> _TEXT PROVIDED_:
---*---
Bt cotton is genetically modified to resist the pest and has the
potential to dramatically improve crops while cutting down the use of
pesticides that has now become a grave economic and environmental
threat.

Chinese farmers have already taken the lead in the commercial use of
Bt cotton and their efforts prove the big role that GM crops can play
in both rich and poor countries in the days to come. Thus GM cotton
uses almost 90 per cent less insecticide than non-GM cotton in the
US, and that has meant almost 90 per cent less pesticide polluting
rivers, leaving residues in the soil and killing harmless insects.

Since the science of genetic manipulation is still Greek to the
Indian farmer, its complexity and newness leave room for legitimate
fears. The reality, however, is quite reassuring. Since the first
transgenic plant "a tobacco plant resistant to an antibiotic" was
created in 1983, nearly 30,000 closely monitored field trials on GM
plants have been conducted. These trials have involved billions of
individual plants and, remarkably, none of these trials indicated any
health or environmental hazards. It is unfortunate that green
activists fuel apprehensions by conjuring up images of
herbicide-resistant 'superweeds' and 'supercrops' that would need to
be eradicated by even more powerful chemicals.

One contention of the critics is that the use of such highly potent
herbicides negates the advantages of herbicide-resistant strains.
This is quite untrue, as there is enough scientific experience and
agricultural biotechnology available. Of course, if farmers were to
use herbicide-tolerant crops in isolation, it might engender tolerant
crops. But then farmers in any case usually rotate both crops and
herbicides to minimise the chances of tolerance. So genetic
modification can only help them protect their crops - with far fewer
chemicals, and without the added risk of the crop developing
tolerance.

********************

The IT Revolution Missed Punjab, We Won't Let BT Pass Us By..

- Sonu Jain, Indian Express, March 8, 2002 (from: Amarjit S. Basra
)
http://www.indian-express.com/ie20020309/top7.html

'Punjab's chief minister says state is on the edge of an agricultural
crisis, its revival hinges on government's approval of Bt cotton
technology'

New Delhi: Ask Captain Amarinder Singh, Punjab's spanking new chief
minister, about the one thing that could turn around the state's
dismal economic condition around and the reply is instantaneous: Bt
cotton. "The infotech revolution missed Punjab. I will not let the
biotechnology revolution pass it by" says the three-day-old chief
minister determinedly.

On the day Amarinder took oath, a high-level committee was set up
under the chairmanship of S S Johal, former vice chancellor of Punjab
Agricultural University, to recommend a strategy for crop
diversification. Though the details haven't been worked out, he says,
the state will also make a pitch for clearance of Bt cotton to the
Genetic Engineering Approval Committee.
---*---
> _DATA SECTION_:
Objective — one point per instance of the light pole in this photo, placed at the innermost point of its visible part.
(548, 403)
---*---
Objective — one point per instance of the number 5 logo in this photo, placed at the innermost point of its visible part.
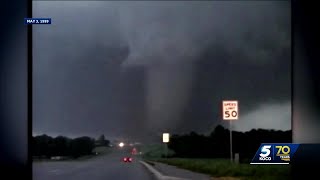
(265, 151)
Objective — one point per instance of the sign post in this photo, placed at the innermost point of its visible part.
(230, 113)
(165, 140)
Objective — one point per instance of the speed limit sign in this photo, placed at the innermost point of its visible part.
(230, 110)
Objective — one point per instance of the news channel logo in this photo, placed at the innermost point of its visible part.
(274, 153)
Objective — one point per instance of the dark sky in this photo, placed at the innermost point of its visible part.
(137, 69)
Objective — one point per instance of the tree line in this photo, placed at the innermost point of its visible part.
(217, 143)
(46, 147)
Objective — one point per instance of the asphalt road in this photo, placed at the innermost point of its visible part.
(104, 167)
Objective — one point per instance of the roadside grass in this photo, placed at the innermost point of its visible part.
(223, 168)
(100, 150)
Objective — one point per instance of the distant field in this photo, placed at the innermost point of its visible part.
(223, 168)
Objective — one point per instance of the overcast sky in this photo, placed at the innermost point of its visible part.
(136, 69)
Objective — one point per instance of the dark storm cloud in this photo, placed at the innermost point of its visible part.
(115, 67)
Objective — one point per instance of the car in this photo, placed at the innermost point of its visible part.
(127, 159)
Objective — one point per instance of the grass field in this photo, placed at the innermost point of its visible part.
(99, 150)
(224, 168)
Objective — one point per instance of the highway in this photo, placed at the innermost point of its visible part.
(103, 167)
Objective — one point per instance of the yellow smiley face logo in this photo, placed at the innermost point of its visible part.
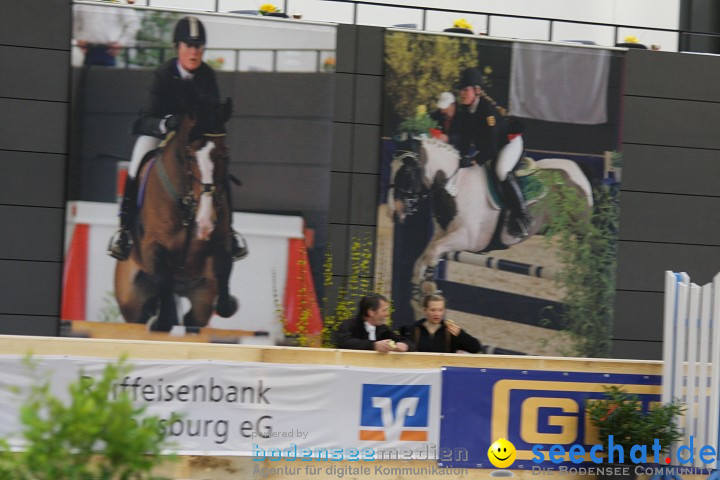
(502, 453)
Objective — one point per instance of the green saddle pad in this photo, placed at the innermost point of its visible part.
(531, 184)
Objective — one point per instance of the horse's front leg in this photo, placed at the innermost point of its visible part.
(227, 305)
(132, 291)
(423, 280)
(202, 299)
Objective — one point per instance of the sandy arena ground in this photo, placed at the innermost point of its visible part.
---*---
> _STUDY QUESTIONS_:
A) Please reproduce the Bt cotton text from "Since the science" up to and including "more powerful chemicals.".
B) In the Bt cotton text, who chairs the high-level committee on crop diversification that was set up the day Amarinder took oath?
C) Carry on writing the Bt cotton text after its final sentence.

> _ANSWERS TO EACH TASK_:
A)
Since the science of genetic manipulation is still Greek to the
Indian farmer, its complexity and newness leave room for legitimate
fears. The reality, however, is quite reassuring. Since the first
transgenic plant "a tobacco plant resistant to an antibiotic" was
created in 1983, nearly 30,000 closely monitored field trials on GM
plants have been conducted. These trials have involved billions of
individual plants and, remarkably, none of these trials indicated any
health or environmental hazards. It is unfortunate that green
activists fuel apprehensions by conjuring up images of
herbicide-resistant 'superweeds' and 'supercrops' that would need to
be eradicated by even more powerful chemicals.

B) S S Johal, former vice chancellor of Punjab Agricultural University.

C)
Amarinder joins the long list of those who are dismayed - and very
vocally - at the delay in approving Bt cotton for the country. Bt
cotton is a transgenic variety of cotton which has inbuilt resistance
to bollworm, its most common pest.

Amarinder's enthusiasm for Bt cotton is backed by some hard, harsh
facts: from a state which produced 27 lakh (2.7 million) bales of
cotton, production is down to seven lakh (0.7 million) this year.
This is the seventh consecutive cotton crop that has failed in the
state. Six hundred farmers committed suicide in Punjab this year. The
state has already produced 12 million tonnes of wheat in the present
season, adding to the ever-increasing stock.

He says he is leading a state which has 70 per cent of its population
living in villages, and is staring its worst agricultural crisis ever
in the eye. The challenge is to make that much-needed shift from
wheat and rice paradigm to high value cash crops like cotton. "The
low yields are because of the American bollworm attack, and Bt offers
the solution. It just does not make sense to me why it is being
opposed," he said. "It is not terminator technology but just a modern
technological innovation which has been tried and tested in other
countries," he added.

With normal cotton being widely accepted as "no longer economically
viable ", Bt cotton seems the only solution for some agricultural
experts. Punjab depends heavily on cotton, with the total acerage
under cotton being as much as 5.43 lakh hectares. "Increasing the
yield of cotton crop is the only solution and tests have shown that
Bt can do it. Then why is it being denied to the farmers?" he asked.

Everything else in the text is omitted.